### [EXERCISE TASKS]
**1.** In the PostgreSQL transcript, reproduce the stretch from "Next piece of" through "in autocommit mode." word for word.
**2.** Pick up the PostgreSQL transcript after its final sentence and keep it going in the same voice.
>> BEGIN PASSAGE SHOWN
Next post is "Mastering PostgreSQL Table Partitioning". This is from fragland.dev. And this is an overall post talking about partitioning tables. And this post I wouldn't say necessarily helps you master table partitioning but it basically gives you an overview, showing you the different types and how to set them up. So it's more of a quick height how-to pose to get partitioning setup. So you can check out this blog post if you're interested in that.

Next piece of content- "BULK LOAD PERFORMANCE IN POSTGRESQL". This is from cybertec-postgresql.com. And this is a set of experiments. It's actually similar to a video I did, oh my gosh, a number of years ago looking at bulk loading with regard to Ruby. So essentially they did a lot of replication of what I did but added some new things as well but basically the same conclusion. And if you have experience in this, you won't find anything surprising. So we tested six techniques. The first technique was single INSERTs in autocommit mode.

So this is just doing insert statement after insert statement and committing after each one. Second one is single INSERTs in one transaction. So, presumably doing a begin transaction then doing all your INSERT statements and then committing at the end. The third one is single INSERTs with a prepared statement and one transaction. So basically doing a PREPARE command and then doing the EXECUTE command for that statement and do that in one transaction. Another is multi-line INSERTs in one transaction. So do an INSERT with multiple rows of data in it, as shown here.
>> END PASSAGE SHOWN
>> BEGIN DATA LISTING
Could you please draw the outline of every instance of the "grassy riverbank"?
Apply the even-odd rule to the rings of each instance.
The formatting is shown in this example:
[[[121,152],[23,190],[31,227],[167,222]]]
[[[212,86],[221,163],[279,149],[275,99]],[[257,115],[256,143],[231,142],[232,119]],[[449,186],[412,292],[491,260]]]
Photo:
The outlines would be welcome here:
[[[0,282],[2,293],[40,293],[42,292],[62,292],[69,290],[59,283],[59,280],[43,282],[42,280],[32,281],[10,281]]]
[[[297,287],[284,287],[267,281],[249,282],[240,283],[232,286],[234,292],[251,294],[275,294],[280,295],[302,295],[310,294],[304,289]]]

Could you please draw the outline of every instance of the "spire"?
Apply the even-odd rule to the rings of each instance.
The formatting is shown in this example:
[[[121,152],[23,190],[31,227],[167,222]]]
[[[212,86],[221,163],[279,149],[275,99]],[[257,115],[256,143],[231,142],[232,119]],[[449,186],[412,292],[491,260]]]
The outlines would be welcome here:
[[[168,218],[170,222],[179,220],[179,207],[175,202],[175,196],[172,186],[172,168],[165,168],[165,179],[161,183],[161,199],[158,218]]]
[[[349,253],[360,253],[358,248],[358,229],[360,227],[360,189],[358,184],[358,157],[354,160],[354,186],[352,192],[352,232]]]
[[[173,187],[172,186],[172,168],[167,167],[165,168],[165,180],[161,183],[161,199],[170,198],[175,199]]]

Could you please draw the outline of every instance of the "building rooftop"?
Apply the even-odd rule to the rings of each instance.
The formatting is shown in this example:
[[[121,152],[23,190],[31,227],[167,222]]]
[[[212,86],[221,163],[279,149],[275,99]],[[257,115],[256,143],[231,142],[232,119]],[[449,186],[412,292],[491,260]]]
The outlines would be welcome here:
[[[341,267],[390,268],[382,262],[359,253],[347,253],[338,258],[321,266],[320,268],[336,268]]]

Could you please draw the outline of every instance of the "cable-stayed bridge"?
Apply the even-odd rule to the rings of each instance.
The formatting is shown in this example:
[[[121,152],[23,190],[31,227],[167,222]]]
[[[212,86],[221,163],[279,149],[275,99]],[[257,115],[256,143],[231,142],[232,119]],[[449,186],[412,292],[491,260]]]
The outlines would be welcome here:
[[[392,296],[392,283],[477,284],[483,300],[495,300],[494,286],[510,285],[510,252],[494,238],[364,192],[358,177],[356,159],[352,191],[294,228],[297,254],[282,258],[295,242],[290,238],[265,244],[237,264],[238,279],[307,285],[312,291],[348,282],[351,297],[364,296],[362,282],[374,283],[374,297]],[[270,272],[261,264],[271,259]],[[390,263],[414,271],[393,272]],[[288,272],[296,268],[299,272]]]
>> END DATA LISTING
### [EXPECTED ANSWERS]
**1.**
Next piece of content- "BULK LOAD PERFORMANCE IN POSTGRESQL". This is from cybertec-postgresql.com. And this is a set of experiments. It's actually similar to a video I did, oh my gosh, a number of years ago looking at bulk loading with regard to Ruby. So essentially they did a lot of replication of what I did but added some new things as well but basically the same conclusion. And if you have experience in this, you won't find anything surprising. So we tested six techniques. The first technique was single INSERTs in autocommit mode.

**2.**
Another is doing that multi-line INSERT with a prepared statement. So doing it that way. And then the last one is using COPY and here are the performance results. Basically, COPY destroys them all. The single inserts with a commit transaction for each one are the slowest, immensely slow, almost 9,000 seconds. Followed by single INSERTs and one transaction, followed by single INSERTs with prepared statements, followed by the bulk INSERTs, meaning a multi-line INSERT, and then bulk INSERTs with prepared statements is actually a little bit longer. But definitely, COPY is the way to go if you want to bulk-load data. And failing that is using a multi-line INSERT.

Now related to this is "Optimizing bulk loads and Postgres, and how COPY helps with cache performance". This is from pganalyze.com. And this is the post that Lukas covers this week in his "Five minutes of Postgres". But he also talks about cache performance and how COPY actually uses a ring buffer which is different from the shared buffers that INSERTs uses. So it basically helps preserve your shared buffers and doesn't monopolize them if you're doing a very large bulk load when you use COPY. So basically you can preserve your shared buffers for queries or things like that if you do your bulk upload uploads using COPY. So definitely check out his post if you want to learn more about that.

Next piece of content- "WHY DOES MY PG_WAL KEEP GROWING?". This is from cybertec-postgresql.com. So pg_wal is basically the write-ahead log in that it's the directory that all the WAL files are written to maintain integrity. It is used in case the system needs to be restarted or used as a reference for sending WAL to replicas. And the most important thing in this post is quote "Never manually delete any files in pg_wal" because you will bring your system down. But in terms of what causes the pg_wal to grow, there are a few reasons that can happen. One is that there's a problem with your archiving.

So you have an archive command set up and something's broken about it and the files just keep growing in pg_wal. It can't archive them to the other destination that you've selected. The other thing that can happen is that it's too slow. Maybe you're generating more WAL files than your archive command can process. Maybe you're trying to compress them and that compression is slow or maybe you're trying to send them over the network to S3 or something and that transfer process is slow.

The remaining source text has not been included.